## Task requirements
[A] Please reproduce, word for word, the part of the Winsor assembly article that begins with the words "In January, Winsor" and ends with "2020-2021 school year.".
[B] Continue the article about Jamira Burley's visit to the Winsor assembly, starting right after its final sentence.

In January, Winsor was pleased to welcome social justice advocate and speaker Jamira Burley to join the weekly all-school virtual assembly. Recognized by the Obama White House as a “Champion of Change,” Ms. Burley is a 2020 Oprah Magazine Visionary and a Forbes “30 Under 30” honoree. Ms. Burley's also paid a virtual visit to Winsor in August, joining faculty and staff for an empowering session before the start of the 2020-2021 school year.

The heart of this weekly assembly with students was centered around the idea that youth can be the change, but “it’s on us.” Before Ms. Burley spoke, students shared reflections on the topic.

First, we heard from the Lower School club “This Book Is Anti-Racist.” The club started as an online Summer@Winsor class where students encountered a “buffet” of ideas about race, identity, systemic racism, and action. Following the framework of This Book Is Anti-Racist, club faculty advisor Ms. Uhre used author Tiffany Jewel’s journaling prompts to guide student reflection and discussion. 

Club member and Class III student Theo said, “Some main themes that I learned from our club are what microaggressions are and how to spot some in society. We also discussed how privilege does not mean that you have not had to work hard, it means there are some things you have never had to worry about.”

Celeste from Class IV added, “My biggest takeaway from this club was learning that systemic racism is supported by people with privilege not challenging their personal prejudices...I also realized that even with good intentions, many people who are privileged because of their race struggle to understand what that really means and as a result continue to add to the problem.”

## Source material

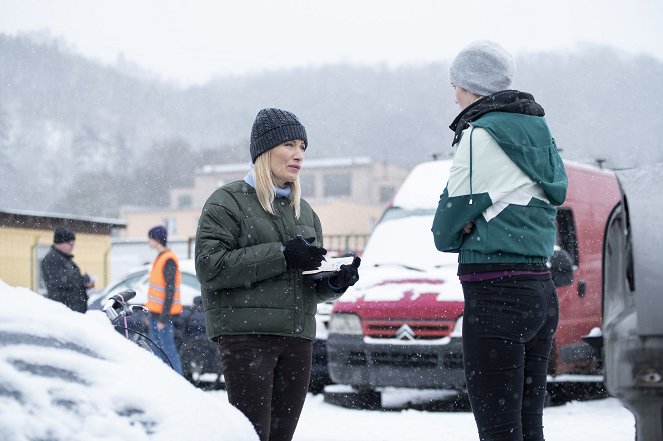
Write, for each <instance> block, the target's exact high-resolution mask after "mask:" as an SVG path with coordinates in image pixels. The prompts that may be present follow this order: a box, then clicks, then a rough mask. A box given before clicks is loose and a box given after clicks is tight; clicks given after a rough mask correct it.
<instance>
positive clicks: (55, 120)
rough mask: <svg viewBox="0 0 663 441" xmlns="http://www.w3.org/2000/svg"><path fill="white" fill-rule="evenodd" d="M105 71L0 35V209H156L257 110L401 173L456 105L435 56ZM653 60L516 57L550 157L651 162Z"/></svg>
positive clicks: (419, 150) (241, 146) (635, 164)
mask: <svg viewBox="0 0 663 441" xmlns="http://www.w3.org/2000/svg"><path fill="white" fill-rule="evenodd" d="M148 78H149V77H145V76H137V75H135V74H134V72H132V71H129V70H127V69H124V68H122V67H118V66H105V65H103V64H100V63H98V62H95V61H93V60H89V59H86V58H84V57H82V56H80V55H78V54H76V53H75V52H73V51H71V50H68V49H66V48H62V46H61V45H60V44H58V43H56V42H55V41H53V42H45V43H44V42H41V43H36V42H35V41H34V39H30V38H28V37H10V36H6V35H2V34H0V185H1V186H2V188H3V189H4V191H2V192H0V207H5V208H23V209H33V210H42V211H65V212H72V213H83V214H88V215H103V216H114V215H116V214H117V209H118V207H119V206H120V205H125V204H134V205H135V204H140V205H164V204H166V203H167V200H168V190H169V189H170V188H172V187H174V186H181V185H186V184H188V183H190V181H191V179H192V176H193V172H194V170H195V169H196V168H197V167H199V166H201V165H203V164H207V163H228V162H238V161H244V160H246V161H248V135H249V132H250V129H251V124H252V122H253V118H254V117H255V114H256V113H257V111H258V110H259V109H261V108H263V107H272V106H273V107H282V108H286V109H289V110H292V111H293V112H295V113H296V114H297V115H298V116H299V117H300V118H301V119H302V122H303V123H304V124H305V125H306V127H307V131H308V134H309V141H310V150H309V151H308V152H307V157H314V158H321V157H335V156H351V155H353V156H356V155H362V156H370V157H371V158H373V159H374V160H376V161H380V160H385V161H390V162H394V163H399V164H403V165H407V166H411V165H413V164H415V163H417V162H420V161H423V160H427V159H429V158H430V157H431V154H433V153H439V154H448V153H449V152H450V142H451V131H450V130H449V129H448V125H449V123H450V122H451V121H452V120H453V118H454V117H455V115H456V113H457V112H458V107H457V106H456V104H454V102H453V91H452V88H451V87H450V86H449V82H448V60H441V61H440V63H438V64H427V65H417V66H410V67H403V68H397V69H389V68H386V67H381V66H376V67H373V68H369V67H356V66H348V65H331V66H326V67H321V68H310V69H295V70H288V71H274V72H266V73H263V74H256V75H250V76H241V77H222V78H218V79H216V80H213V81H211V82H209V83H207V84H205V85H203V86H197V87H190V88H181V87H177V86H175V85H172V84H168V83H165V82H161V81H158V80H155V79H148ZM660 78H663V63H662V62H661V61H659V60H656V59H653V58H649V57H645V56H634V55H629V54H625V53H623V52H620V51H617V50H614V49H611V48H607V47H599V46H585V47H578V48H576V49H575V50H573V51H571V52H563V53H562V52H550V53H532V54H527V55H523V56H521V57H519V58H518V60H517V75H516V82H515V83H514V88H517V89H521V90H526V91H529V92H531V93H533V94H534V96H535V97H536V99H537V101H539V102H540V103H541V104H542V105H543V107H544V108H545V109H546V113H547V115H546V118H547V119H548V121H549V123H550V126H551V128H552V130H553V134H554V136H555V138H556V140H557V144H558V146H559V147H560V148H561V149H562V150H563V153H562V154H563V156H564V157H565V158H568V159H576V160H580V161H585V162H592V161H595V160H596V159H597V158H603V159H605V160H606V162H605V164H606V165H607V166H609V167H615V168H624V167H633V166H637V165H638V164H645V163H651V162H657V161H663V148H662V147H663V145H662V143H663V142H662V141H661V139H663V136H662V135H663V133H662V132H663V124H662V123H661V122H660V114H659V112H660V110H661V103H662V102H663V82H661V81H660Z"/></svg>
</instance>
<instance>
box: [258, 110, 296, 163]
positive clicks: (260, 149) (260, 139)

==

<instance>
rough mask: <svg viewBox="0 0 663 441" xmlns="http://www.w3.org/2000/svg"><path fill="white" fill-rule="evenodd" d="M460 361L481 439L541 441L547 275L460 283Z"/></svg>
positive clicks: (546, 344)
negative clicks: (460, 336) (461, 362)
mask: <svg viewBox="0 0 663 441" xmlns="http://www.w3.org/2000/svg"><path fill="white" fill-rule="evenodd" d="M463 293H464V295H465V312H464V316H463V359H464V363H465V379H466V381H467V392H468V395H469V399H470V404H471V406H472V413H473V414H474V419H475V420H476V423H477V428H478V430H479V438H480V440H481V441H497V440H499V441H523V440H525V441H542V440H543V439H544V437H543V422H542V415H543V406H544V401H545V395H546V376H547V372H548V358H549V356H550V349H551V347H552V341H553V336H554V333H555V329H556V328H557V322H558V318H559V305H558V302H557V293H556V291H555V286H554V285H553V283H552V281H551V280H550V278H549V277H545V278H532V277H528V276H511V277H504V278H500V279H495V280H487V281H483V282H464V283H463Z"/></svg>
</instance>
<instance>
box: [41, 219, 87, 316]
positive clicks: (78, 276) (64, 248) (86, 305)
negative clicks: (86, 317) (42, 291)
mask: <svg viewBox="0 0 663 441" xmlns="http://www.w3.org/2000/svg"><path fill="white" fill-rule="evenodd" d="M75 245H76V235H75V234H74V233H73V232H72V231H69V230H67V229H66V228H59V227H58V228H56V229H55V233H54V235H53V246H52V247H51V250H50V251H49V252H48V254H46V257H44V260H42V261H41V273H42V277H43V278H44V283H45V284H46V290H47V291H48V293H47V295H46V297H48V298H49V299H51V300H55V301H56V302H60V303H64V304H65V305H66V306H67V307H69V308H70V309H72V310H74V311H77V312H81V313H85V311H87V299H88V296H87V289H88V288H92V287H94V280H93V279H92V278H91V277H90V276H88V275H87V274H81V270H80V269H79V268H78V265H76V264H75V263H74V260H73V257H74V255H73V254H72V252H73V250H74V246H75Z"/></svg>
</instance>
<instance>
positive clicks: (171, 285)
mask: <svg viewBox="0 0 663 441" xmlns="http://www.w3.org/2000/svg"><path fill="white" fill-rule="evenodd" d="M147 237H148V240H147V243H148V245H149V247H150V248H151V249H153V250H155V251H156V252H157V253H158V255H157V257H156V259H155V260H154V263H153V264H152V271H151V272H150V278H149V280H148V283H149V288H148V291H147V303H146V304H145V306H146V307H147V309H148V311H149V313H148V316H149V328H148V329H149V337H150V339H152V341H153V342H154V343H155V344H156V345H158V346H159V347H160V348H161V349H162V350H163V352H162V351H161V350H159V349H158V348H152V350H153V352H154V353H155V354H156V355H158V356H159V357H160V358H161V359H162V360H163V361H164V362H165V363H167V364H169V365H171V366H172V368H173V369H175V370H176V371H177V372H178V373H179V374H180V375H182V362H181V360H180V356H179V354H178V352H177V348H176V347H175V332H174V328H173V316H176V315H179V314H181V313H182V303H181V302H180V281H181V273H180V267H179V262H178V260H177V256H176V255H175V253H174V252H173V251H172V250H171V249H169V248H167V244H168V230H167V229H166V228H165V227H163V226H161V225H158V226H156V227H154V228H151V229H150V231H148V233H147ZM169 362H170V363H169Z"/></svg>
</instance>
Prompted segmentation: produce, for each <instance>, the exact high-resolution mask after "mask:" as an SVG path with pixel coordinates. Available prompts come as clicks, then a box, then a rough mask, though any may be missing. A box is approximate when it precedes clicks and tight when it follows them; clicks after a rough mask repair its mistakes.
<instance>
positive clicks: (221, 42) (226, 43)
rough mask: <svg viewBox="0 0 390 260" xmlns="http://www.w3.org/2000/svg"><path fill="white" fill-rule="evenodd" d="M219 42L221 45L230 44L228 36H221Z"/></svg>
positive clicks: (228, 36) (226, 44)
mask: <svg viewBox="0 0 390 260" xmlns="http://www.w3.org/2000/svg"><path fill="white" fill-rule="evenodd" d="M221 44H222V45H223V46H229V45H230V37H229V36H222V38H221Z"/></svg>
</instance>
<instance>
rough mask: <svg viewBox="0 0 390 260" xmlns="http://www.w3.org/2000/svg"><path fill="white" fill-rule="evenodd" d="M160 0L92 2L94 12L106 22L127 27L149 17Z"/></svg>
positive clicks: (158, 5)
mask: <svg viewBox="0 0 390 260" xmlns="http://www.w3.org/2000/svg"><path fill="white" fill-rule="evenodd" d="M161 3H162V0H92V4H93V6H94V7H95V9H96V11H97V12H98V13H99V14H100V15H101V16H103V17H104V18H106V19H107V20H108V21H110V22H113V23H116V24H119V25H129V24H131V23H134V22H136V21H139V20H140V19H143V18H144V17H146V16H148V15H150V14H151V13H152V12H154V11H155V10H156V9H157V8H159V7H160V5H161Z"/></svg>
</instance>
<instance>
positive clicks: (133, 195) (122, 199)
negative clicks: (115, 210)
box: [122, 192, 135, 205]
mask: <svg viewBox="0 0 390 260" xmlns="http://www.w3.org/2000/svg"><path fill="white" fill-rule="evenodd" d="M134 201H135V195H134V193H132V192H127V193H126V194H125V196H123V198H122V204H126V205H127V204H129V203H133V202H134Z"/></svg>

## Answers provided
[A]
In January, Winsor was pleased to welcome social justice advocate and speaker Jamira Burley to join the weekly all-school virtual assembly. Recognized by the Obama White House as a “Champion of Change,” Ms. Burley is a 2020 Oprah Magazine Visionary and a Forbes “30 Under 30” honoree. Ms. Burley's also paid a virtual visit to Winsor in August, joining faculty and staff for an empowering session before the start of the 2020-2021 school year.

[B]
Member of the Lower School affinity group SISTERS/SOMOS also joined the conversation, with students reflecting on the importance of affinity groups for building belonging. Class III student Zora shared, “Affinity groups are important to me because when talking about issues related to or about race you can often feel invalidated because the people with whom you are sharing your experiences have not gone through the same or similar experiences.”

Echoing that sentiment, Saratu, Class III, added, “Affinity groups, in general, are important because [they] help provide a sense of community, which can be difficult to find in a world where people of color are not represented as much as white people.”

Saratu and Zora then introduced Ms. Burley as the featured speaker, citing her beginnings in youth activism. At the age of fifteen, Ms. Burley’s brother was murdered, a victim of violence in their own community. In response, Ms. Burley created an anti-violence program at her school and succeeded in lowering the rate of violence in her community by nearly 30%.

Today, Ms. Burley is Head of Youth Engagement and Skills for the Global Business Coalition for Education. In her role, she works with youth around the world, agencies, leaders in business, and governments to devise and implement ways to engage, educate, and activate young people.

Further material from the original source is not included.